## Request 1
Determine how many lines of the listing below contain the word "white", and state only that number.

Nigeria: Anti-Graft War - the Way Forward

17 May 2021
opinion

Iliyasu Gashinbaki canvasses the need to pass into law the bill for the establishment of chartered institute of forensics and certified fraud examiners.

The Bill for the Establishment of Chartered Institute of Forensics and Certified Fraud Examiners of Nigeria scaled second reading at the House of Representatives on Thursday, March 29, 2021. The significance of this in the fight against corruption, fraud and criminality in Nigeria is far reaching. Promoted by Association of National Accountants of Nigeria (ANAN), it is a multi-disciplinary bill crafted to fire from all cylinders the hydra-headed monster that corruption has become in the country. Promoters of the bill have noted with concern the rising state of failure of cases in court and determined to reverse the trend. They believe 100% conviction of fraudsters is possible in courts if the cases are diligently prosecuted backed by hard core evidence using scientific methods of forensics and fraud examination.

## Request 2
Reproduce verbatim the portion of the article on the anti-graft bill above, starting with "Nigeria: Anti-Graft War" and going on through "certified fraud examiners.".

## Material provided

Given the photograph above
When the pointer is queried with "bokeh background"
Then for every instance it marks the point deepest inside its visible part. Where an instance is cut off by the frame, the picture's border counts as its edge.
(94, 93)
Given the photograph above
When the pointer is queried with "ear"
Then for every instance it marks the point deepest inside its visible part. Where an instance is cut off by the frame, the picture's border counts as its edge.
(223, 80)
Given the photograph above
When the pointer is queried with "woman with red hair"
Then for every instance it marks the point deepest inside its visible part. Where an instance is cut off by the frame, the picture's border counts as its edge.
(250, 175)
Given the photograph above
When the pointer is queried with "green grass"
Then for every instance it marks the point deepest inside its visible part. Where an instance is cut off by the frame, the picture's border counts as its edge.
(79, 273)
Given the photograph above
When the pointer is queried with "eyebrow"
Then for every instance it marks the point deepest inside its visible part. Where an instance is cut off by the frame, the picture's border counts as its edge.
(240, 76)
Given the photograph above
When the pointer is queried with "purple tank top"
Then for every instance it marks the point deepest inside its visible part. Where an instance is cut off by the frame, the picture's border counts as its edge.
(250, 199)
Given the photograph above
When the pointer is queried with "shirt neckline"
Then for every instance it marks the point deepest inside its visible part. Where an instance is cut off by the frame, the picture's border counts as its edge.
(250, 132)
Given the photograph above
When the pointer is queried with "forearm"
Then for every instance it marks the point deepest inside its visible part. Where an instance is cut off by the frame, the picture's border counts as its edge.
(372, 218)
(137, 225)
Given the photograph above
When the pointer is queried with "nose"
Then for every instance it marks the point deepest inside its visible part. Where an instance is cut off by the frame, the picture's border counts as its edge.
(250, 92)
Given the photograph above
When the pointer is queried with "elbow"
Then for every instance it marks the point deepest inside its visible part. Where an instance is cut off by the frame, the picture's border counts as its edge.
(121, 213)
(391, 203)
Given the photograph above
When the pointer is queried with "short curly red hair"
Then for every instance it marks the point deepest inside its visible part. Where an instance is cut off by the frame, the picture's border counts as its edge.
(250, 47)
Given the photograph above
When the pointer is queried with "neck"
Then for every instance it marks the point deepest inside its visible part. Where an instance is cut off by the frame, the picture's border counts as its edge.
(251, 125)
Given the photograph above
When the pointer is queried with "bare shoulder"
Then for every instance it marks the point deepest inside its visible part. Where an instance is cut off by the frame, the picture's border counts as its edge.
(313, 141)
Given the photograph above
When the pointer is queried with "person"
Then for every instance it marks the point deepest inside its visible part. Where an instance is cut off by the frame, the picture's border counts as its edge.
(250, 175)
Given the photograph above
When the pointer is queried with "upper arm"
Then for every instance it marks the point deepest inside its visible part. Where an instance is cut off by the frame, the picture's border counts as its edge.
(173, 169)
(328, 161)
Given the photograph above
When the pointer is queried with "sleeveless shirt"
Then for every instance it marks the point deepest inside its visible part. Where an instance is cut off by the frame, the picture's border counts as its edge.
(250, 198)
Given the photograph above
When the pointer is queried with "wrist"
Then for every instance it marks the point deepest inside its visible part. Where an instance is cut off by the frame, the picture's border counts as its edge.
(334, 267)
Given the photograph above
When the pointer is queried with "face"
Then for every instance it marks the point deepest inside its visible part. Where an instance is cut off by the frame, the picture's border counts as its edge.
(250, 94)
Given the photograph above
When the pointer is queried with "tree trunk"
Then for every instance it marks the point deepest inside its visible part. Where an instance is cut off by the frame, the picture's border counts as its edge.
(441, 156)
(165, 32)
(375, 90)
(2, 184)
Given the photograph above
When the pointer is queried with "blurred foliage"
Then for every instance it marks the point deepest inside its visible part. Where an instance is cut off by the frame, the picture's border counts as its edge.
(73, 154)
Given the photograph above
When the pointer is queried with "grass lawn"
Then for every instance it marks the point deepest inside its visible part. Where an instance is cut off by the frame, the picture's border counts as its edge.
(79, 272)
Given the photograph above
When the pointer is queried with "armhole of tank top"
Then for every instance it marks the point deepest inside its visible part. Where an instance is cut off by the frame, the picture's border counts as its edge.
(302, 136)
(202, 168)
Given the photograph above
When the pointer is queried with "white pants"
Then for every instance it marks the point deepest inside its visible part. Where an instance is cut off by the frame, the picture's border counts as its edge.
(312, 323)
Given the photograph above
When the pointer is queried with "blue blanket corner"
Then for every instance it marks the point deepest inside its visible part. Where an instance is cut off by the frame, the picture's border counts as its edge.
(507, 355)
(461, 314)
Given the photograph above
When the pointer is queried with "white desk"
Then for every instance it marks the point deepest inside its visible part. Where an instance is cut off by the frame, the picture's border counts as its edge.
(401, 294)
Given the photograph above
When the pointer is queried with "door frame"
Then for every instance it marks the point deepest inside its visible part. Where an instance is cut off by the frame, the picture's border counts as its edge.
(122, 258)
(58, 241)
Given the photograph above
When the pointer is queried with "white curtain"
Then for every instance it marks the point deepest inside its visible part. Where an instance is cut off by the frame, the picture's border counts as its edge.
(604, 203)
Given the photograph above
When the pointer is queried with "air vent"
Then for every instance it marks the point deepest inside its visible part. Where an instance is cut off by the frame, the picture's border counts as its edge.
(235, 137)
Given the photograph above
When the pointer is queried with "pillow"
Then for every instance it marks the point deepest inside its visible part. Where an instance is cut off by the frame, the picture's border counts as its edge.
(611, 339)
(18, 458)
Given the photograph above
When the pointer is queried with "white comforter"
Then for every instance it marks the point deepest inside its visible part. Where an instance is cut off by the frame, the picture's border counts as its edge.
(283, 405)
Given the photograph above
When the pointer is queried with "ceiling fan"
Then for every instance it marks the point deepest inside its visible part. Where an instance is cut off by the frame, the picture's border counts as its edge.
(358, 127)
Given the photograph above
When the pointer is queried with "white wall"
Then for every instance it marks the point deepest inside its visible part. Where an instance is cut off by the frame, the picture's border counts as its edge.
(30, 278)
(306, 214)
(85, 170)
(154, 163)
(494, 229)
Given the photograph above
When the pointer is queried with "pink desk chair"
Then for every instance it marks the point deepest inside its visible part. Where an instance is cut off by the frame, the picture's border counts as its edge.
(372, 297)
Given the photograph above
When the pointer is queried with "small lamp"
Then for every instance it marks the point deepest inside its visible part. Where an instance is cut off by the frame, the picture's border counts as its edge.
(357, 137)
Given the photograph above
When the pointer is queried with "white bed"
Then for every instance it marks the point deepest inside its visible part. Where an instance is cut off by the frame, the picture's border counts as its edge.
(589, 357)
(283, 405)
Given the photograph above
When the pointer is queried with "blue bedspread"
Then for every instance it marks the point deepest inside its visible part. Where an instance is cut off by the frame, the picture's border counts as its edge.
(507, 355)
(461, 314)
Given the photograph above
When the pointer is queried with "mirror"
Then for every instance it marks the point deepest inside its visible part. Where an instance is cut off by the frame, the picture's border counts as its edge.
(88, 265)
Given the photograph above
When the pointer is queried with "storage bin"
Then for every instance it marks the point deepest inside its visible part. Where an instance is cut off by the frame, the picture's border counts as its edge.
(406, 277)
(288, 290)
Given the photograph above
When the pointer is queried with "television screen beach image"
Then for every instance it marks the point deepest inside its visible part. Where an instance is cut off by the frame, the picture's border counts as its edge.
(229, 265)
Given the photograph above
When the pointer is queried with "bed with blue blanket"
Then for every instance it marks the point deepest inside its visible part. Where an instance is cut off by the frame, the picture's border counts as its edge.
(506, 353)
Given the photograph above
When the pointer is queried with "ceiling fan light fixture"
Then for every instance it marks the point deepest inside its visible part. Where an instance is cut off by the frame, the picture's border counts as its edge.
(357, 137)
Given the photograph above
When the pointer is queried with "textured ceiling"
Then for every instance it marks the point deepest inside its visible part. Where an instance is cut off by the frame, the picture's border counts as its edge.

## Exercise result 1
6

## Exercise result 2
Nigeria: Anti-Graft War - the Way Forward

17 May 2021
opinion

Iliyasu Gashinbaki canvasses the need to pass into law the bill for the establishment of chartered institute of forensics and certified fraud examiners.